» **RECORDS TO USE**:
(begin)

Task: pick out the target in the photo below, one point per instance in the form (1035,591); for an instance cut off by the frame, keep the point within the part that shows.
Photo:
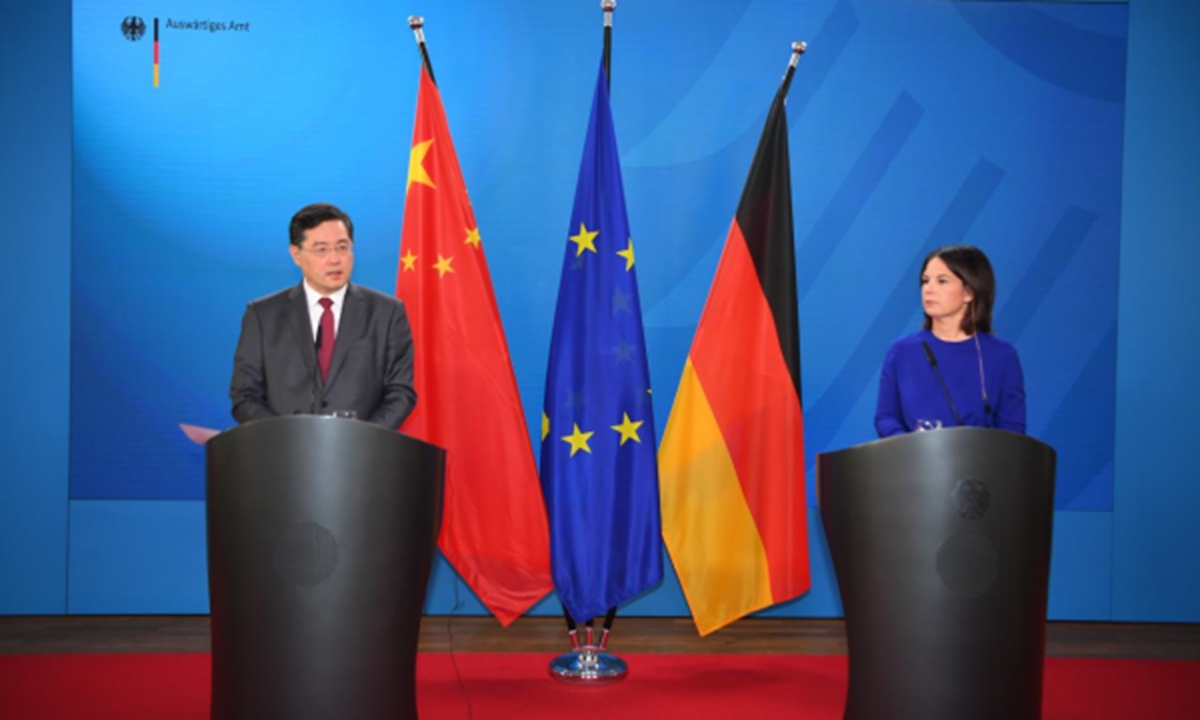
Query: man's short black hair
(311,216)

(end)
(begin)

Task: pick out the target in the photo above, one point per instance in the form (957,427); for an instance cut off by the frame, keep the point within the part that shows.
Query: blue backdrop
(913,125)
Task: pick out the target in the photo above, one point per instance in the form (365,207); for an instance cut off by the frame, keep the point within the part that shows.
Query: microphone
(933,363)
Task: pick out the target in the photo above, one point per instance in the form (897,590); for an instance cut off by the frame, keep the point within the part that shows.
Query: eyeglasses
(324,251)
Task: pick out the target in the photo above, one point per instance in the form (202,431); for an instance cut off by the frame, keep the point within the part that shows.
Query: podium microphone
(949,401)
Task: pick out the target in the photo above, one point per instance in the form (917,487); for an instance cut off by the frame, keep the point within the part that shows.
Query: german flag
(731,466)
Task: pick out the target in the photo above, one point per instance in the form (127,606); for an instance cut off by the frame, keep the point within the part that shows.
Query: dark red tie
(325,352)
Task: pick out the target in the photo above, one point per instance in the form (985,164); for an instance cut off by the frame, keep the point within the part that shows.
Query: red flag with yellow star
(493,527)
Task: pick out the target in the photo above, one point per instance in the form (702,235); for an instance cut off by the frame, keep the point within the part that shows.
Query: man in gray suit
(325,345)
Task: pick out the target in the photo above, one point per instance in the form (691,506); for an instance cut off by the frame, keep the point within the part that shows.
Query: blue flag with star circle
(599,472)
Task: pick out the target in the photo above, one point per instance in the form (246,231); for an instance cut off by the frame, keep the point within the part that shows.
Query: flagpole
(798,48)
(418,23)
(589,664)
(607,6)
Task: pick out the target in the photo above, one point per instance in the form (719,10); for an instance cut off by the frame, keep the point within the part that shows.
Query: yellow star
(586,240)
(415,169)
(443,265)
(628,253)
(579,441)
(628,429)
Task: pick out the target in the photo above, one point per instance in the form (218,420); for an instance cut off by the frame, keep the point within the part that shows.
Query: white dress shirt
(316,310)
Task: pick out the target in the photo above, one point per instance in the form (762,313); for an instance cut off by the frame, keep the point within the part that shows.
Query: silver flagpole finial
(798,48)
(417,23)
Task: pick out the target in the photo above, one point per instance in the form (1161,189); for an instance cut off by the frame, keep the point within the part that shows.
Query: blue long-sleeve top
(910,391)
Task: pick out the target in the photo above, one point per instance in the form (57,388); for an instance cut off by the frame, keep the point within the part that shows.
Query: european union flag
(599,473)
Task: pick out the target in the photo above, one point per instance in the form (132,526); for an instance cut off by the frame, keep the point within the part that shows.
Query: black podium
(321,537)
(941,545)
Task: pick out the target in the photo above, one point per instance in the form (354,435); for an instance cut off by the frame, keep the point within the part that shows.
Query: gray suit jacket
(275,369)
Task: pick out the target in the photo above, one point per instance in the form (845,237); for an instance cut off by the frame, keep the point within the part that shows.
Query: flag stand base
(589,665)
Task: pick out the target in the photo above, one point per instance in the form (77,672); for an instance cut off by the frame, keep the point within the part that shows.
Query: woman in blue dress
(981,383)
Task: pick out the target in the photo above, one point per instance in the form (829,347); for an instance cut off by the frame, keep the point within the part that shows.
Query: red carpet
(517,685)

(end)
(begin)

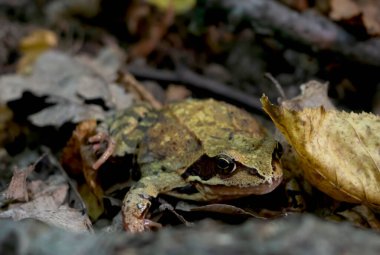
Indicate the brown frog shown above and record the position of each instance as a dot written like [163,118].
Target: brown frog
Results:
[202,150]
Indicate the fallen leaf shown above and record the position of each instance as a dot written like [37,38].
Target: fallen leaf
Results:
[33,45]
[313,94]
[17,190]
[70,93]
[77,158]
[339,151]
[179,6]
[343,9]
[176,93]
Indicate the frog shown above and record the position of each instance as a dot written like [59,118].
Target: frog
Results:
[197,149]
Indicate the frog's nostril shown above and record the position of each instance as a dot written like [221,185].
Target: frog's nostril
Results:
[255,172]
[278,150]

(end)

Tally the lines in the items above that contain the word "blue" and give only that number.

» **FINISHED TASK**: 4